[Selection start]
Note these common mistakes:

Wrong: Using CMD-SHELL without a string:

# Wrong
test: ["CMD-SHELL", "curl", "-f", "http://localhost:8080/health"]

# Right - CMD-SHELL takes a single string
test: ["CMD-SHELL", "curl -f http://localhost:8080/health || exit 1"]

CMD-SHELL passes the second element as a single shell command string. CMD passes each element as a separate argument.

Wrong: Using the short form incorrectly:

# This works - short form uses CMD-SHELL implicitly
test: curl -f http://localhost:8080/health || exit 1

Wrong: Indentation or field name errors:

# Wrong - underscore vs hyphen
healthcheck:
  start-period: 60s   # Wrong in some Compose versions

# Right for Compose v2
healthcheck:
  start_period: 60s

To disable a health check inherited from the base image:

healthcheck:
  disable: true

If you are migrating from a Compose build that failed, double-check that your rebuilt image still has the correct health check configuration.
[Selection end]
## What you should do:
According to the Compose health check text, how does CMD treat each element of the test list? Rely only on the Compose health check text for the answer.
[Data provided start]
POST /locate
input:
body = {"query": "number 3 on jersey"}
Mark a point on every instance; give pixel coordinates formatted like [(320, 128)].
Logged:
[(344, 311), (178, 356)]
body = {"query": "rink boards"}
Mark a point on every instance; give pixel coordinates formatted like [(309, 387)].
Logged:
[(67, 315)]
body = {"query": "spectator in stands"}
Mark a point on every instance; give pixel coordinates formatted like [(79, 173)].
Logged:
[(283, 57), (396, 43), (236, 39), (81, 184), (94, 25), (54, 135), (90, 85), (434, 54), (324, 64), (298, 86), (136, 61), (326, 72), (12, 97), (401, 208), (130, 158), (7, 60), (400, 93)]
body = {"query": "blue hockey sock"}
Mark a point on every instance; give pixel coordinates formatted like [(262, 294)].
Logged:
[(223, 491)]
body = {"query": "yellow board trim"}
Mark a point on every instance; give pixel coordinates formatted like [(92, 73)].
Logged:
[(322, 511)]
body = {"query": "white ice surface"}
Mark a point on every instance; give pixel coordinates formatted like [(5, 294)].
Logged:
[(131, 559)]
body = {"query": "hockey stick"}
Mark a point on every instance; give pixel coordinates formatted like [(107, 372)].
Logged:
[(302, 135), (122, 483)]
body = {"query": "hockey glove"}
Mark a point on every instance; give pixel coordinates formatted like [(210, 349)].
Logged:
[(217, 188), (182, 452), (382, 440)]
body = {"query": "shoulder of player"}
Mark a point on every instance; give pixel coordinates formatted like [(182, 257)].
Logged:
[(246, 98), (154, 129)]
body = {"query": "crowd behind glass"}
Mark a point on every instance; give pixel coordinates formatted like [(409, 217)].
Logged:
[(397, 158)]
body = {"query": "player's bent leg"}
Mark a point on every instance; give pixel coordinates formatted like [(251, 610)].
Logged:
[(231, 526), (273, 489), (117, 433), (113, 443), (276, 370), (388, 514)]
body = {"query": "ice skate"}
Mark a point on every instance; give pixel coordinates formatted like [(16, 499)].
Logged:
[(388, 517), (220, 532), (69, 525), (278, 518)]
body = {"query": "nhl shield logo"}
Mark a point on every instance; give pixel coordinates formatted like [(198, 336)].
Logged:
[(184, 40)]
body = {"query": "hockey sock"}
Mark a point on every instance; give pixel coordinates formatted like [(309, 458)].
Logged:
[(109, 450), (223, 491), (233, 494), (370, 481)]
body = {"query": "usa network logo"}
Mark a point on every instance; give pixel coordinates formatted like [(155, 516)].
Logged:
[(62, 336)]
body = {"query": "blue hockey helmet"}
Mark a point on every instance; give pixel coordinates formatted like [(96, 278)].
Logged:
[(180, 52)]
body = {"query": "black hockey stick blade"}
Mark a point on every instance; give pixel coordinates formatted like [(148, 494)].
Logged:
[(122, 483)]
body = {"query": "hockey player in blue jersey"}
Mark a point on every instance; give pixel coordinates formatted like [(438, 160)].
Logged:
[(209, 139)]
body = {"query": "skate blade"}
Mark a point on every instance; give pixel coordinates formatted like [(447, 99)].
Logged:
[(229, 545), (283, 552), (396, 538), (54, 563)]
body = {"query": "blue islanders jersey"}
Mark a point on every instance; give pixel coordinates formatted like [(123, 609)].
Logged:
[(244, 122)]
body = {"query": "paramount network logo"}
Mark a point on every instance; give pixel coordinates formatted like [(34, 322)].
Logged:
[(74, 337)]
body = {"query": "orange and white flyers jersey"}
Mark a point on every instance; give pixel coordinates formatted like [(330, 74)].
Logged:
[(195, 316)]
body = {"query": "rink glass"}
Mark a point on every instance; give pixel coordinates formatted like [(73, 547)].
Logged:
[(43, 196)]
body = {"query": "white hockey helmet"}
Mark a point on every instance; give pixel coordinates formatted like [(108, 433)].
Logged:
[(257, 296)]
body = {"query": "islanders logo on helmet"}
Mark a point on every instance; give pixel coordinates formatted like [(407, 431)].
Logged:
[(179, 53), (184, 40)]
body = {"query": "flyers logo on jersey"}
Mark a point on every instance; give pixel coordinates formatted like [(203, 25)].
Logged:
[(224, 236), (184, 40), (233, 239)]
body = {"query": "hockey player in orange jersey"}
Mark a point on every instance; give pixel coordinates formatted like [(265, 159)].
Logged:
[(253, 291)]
[Data provided end]
## Problem solution:
CMD passes each element as a separate argument.